PROBLEM SET:
1. According to the blog post about the Jerusalem Old City attack, how old was the attacker?
2. Please reproduce the blog post about the Jerusalem Old City attack word for word, between "Haaretz has the" and "interests them, obviously.", inclusive.

EXCERPT PROVIDED:
⟨
The police have announced this evening that yesterday's attacker of a guard in the Old City of Jerusalem was a 29-year-old Israeli Arab from the Galillee, who left behind a baby daughter and pregnant wife. Ra'ed Salach's Israeli Islamists are hailing him as a martyr, while his family is claiming the whole thing is an invention of the two guards who murdered him in cold blood. The family's response is human, though the fact that the event was captured on video (most of the Old City is covered by video cameras for security reasons) sort of demolishes their version. The framing of the story in the BBC's terms (see my previous post) looks even less convincing than initially. What young husband and expecting father travels three hours by bus to attack a guard and shoot pedestrians, even if he does intensely dislike the policies of the government? There is a serious story here, but it's not the one the BBC told us.
Haaretz has the item here, though you'll notice that they simply regurgitated an earlier version of the story and replaced only the top few paragraphs. I haven't found anything on the BBC. The story no longer interests them, obviously.
To my mind, it doesn't matter a whole lot to the judgement of the event if he traveled three hours by bus to do it or not. I can't see that it makes him a more sympathetic character if he carried it out as a premeditated attack than if he was suddenly seized with the idea on the spot, which is weird in its own right. Considering that one of the women trying to get aboard a plane with explosives in a baby bottle had committed her five-month-old to die as a martyr if the whole thing worked out, it's hard to say that people won't do such things as abandoning a wife and child in a crazy attack attempt. But I guess here we'll probably never know what was in the guy's mind.
⟩
RECORD EXCERPTS:
⟨
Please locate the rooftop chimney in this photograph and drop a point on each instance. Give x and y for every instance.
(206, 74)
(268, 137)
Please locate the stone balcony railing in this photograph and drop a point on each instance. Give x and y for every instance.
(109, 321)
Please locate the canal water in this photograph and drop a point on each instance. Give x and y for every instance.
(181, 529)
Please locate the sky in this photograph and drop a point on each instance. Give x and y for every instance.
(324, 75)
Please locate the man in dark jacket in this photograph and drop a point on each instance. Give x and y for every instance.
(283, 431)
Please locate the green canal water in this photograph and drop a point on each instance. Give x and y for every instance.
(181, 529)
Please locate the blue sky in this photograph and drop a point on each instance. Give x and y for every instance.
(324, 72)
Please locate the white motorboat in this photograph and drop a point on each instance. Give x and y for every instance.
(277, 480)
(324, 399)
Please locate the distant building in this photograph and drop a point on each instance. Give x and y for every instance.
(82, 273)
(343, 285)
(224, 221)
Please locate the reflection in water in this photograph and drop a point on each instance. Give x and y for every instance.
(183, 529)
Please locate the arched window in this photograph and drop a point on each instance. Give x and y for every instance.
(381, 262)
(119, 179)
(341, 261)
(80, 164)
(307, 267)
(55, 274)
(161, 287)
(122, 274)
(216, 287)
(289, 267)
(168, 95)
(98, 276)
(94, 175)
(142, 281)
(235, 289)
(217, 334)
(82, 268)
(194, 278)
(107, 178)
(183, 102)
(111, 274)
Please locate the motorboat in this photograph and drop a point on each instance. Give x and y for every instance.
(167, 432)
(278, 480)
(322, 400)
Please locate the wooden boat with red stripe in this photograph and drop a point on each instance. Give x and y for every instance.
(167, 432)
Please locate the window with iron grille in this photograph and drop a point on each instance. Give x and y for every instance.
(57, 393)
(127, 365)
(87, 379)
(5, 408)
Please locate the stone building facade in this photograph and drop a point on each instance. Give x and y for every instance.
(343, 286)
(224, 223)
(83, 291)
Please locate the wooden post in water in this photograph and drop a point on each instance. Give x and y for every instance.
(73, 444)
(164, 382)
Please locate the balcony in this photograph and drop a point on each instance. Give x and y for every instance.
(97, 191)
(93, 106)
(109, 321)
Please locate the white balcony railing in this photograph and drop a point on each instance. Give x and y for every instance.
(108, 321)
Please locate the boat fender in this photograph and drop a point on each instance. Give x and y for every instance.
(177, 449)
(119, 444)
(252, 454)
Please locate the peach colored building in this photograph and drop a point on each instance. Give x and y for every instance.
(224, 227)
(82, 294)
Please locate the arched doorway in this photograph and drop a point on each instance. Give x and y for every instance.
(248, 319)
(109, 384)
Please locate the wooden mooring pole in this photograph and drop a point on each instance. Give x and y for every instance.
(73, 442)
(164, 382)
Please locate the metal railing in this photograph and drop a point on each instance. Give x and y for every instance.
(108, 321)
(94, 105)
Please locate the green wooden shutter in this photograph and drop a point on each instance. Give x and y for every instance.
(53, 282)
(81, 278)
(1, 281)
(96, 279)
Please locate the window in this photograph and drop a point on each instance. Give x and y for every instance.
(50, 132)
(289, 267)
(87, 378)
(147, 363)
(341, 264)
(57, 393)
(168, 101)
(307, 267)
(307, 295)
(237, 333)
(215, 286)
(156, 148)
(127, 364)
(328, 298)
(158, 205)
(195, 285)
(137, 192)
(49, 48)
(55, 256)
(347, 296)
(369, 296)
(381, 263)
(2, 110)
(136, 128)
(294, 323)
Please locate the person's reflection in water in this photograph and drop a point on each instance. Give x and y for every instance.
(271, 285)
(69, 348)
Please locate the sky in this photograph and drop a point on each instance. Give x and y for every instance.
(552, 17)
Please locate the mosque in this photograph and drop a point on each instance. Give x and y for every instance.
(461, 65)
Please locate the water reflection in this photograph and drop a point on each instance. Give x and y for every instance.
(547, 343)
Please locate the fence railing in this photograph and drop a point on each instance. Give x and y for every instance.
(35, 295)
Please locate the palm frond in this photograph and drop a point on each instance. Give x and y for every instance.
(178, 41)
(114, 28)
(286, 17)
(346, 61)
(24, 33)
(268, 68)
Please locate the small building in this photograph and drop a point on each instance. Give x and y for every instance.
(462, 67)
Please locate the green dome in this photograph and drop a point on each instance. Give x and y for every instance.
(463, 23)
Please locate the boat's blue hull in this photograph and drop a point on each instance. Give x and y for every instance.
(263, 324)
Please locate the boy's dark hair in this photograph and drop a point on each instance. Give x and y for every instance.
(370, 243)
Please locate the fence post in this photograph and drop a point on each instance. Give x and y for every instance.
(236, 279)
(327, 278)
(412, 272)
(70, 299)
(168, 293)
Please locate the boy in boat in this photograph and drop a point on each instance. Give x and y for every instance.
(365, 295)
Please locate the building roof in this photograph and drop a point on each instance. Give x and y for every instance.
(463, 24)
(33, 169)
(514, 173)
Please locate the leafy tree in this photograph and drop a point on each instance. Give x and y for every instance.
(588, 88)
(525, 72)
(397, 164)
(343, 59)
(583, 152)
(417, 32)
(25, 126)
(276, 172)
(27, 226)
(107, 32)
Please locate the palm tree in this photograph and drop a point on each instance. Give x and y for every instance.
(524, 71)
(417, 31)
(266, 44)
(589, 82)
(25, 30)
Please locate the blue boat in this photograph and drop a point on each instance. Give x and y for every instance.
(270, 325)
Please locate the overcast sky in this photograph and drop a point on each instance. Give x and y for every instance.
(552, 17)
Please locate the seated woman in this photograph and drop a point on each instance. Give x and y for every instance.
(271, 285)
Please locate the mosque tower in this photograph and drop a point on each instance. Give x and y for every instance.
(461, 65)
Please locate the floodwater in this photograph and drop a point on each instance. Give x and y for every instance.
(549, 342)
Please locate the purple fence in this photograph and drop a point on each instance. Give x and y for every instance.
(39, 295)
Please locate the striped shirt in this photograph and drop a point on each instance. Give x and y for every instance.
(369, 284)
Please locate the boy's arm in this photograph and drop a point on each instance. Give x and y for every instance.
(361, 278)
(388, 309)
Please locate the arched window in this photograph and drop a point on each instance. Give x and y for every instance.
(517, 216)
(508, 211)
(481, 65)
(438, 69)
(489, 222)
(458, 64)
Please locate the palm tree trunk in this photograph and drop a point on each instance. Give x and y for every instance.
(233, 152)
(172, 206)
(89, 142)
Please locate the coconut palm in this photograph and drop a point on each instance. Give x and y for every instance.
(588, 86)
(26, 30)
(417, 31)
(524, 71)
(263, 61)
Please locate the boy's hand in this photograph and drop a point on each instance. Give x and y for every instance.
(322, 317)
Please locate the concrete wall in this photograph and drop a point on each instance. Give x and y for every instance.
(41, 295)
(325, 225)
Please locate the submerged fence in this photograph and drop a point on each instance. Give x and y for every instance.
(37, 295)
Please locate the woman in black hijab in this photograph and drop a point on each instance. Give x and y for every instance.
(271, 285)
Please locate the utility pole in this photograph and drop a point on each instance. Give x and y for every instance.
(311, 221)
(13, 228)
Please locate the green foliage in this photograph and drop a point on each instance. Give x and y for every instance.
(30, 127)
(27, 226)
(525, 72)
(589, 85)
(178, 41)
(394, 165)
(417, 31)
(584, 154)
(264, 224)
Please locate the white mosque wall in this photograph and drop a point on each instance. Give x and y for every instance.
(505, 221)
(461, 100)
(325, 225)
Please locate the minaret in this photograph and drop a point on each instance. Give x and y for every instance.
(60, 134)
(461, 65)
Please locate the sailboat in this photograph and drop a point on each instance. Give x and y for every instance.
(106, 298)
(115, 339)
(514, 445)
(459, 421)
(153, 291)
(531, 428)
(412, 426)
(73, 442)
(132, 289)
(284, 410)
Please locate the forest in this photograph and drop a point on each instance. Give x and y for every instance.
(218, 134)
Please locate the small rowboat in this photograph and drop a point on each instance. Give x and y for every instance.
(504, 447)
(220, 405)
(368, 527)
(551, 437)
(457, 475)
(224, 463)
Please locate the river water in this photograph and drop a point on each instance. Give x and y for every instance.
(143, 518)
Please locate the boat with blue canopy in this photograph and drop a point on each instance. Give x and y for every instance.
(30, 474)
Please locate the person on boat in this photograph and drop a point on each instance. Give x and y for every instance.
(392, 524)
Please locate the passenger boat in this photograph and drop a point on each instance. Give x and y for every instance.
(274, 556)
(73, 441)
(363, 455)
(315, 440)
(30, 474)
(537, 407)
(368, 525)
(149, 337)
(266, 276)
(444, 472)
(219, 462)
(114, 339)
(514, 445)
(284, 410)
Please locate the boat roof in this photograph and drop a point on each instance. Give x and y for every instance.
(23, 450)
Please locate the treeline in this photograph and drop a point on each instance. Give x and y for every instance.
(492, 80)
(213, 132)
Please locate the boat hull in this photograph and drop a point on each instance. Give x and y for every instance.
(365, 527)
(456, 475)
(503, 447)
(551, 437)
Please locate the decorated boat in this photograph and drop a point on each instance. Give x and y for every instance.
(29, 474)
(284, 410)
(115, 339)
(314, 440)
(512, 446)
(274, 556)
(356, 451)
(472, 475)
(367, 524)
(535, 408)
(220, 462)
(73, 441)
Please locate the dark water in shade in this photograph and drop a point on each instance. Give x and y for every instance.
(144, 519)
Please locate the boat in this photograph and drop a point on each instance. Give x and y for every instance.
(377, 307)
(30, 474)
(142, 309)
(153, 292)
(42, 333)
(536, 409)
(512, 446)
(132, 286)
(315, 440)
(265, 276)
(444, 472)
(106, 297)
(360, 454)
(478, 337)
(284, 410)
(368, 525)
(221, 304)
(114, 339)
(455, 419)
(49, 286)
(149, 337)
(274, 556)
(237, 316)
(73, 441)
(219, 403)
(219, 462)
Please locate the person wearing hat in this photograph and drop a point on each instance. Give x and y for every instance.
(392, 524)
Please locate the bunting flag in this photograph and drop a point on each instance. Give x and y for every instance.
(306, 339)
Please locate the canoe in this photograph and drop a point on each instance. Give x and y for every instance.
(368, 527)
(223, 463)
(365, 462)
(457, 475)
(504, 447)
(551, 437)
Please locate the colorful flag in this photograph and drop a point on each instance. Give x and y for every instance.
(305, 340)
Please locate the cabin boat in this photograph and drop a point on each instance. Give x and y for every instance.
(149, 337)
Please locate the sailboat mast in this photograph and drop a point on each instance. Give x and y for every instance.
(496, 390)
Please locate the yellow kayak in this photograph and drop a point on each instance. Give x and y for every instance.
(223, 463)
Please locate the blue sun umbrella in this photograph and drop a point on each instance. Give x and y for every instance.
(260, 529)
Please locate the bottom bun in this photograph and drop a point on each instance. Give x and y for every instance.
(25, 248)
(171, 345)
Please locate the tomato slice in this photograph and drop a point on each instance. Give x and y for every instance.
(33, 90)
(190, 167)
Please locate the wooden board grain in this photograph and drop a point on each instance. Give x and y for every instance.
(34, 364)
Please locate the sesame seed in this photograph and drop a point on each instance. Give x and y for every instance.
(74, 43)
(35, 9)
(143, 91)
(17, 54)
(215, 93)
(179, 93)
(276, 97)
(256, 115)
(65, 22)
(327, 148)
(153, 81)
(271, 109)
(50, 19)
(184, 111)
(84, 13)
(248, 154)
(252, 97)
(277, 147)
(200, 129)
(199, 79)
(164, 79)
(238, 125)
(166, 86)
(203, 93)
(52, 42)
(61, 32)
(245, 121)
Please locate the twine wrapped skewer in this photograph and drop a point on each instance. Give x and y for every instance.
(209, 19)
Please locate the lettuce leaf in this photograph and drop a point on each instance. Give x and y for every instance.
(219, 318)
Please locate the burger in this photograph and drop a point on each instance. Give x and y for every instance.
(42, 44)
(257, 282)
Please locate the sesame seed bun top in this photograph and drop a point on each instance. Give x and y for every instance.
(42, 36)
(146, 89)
⟩
REPLIES:
1. He was 29 years old.

2.
Haaretz has the item here, though you'll notice that they simply regurgitated an earlier version of the story and replaced only the top few paragraphs. I haven't found anything on the BBC. The story no longer interests them, obviously.